ACTIONS TO TAKE
A – List every organization named in the press release on school bus retrofits.
B – According to the press release on school bus retrofits, on how many Newark school buses will retrofit devices be installed?
C – Write the next part of the press release on school bus retrofits, picking up after its final sentence.

READING TEXT

◆ ◆ ◆ ◆ ◆

SCHOOL BUS RETROFITS ARE A GOOD FIT FOR NEW
JERSEY SCHOOL CHILDREN
DEP Advances Commitment To Reduce Children's
Exposure To Diesel Exhaust
(04/126) Trenton -- Advancing its work
to reduce children's exposure to diesel exhaust from school
buses, Department of Environmental Protection (DEP) Commissioner
Bradley M. Campbell today announced a one-of-a kind retrofit
project for New Jersey school buses. Public Service Enterprise
Group Incorporated (PSEG) has joined forces with Camptown
Bus Lines to install retrofit devices on up to 46 school
buses in Newark, marking the first time retrofit technology
has been installed on school buses in New Jersey.
"We are pleased that companies like PSEG and Camptown
Bus Lines have voluntarily stepped up to the plate to achieve
cleaner air for our school children," said Commissioner
Campbell. "On average, children spend an hour and a
half each weekday riding in school buses. That amounts to
more than 300 hours every year that Newark school children
will be breathing cleaner air."

◆ ◆ ◆ ◆ ◆

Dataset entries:
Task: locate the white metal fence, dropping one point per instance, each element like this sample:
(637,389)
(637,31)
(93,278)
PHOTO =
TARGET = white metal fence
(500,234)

◆ ◆ ◆ ◆ ◆

YOUR WRITTEN ANSWERS
A – Department of Environmental Protection (DEP), Public Service Enterprise Group Incorporated (PSEG), Camptown Bus Lines

B – Up to 46 school buses.

C –
Commissioner Campbell made today's announcement at the
Clinton Avenue School in Newark, one of 19 schools that
will be served by the low-emissions buses. Joining Campbell
were PSEG President Frank Cassidy and Newark school officials.
Assemblyman John McKeon, a co-sponsor of legislation with
Senator Bob Smith to reduce diesel emissions from on-road
and off-road vehicles, was also present.
The retrofits will reduce particulate emissions by over
50 percent. Diesel emissions are a likely carcinogen, and
include fine particles, commonly called soot. These pollutants
are known to cause asthma, bronchitis, lung cancer, heart
disease and premature death. Diesel exhaust ranks among
the air pollutants that pose the greatest risk to public
health. Research has shown that fine particles are harmful
because they bypass the body's natural defense mechanisms
and penetrate deep into the lungs.
Children are particularly susceptible to the harmful effects
of soot because their respiratory systems are still developing
and they have a faster breathing rate. The incidence of
asthma among school children in urban areas is especially
high and increasing at an alarming rate.
DEP's support for the voluntary installation of retrofits
in school buses is just one element of a campaign by the
Department to reduce children's exposure to diesel exhaust.
In early October, DEP kicked-off its anti-idling campaign,
urging school districts and school bus operators to voluntarily
eliminate school bus idling while waiting to load and unload
PSEG is contributing $100,000 to retrofit the 46 buses
owned and operated by Camptown Bus Lines. MJ Bradley Associates
of Cambridge, Massachusetts developed and is managing the
retrofit project. Environmental Services Worldwide (ESW)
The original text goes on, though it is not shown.